▶ Data:
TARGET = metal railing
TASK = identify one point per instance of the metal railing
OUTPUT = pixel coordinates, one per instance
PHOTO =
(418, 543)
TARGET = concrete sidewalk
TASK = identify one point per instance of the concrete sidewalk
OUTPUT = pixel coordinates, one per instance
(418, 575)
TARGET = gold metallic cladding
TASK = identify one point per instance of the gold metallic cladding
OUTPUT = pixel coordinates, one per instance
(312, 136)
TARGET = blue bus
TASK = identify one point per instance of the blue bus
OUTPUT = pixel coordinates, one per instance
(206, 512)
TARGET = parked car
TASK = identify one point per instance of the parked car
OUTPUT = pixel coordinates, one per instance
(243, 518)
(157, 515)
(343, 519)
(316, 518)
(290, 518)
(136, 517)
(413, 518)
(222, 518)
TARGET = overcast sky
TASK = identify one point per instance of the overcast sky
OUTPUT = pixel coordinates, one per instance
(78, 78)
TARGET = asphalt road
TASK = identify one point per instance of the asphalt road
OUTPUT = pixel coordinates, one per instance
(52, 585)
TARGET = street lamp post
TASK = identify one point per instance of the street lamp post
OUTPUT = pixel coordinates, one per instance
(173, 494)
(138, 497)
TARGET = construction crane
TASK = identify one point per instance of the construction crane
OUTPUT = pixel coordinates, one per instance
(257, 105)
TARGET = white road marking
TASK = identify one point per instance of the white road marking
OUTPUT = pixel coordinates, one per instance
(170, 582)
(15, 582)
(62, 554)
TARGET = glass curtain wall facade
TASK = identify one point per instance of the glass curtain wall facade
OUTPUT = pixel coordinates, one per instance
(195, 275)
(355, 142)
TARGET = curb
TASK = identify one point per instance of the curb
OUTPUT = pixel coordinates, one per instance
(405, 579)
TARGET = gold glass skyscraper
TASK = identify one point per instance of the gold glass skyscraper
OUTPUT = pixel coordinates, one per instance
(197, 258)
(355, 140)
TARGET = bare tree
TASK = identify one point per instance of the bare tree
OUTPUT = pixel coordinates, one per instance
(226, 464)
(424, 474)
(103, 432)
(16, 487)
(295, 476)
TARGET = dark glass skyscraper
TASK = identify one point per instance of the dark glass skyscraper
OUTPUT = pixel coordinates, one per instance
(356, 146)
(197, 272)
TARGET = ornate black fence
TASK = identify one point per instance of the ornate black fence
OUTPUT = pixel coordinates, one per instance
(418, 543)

▶ Work item:
Please report every line in the entries above that holds the string "concrete".

▶ Answer section:
TARGET = concrete sidewalk
TASK = identify one point per instance of the concrete sidewalk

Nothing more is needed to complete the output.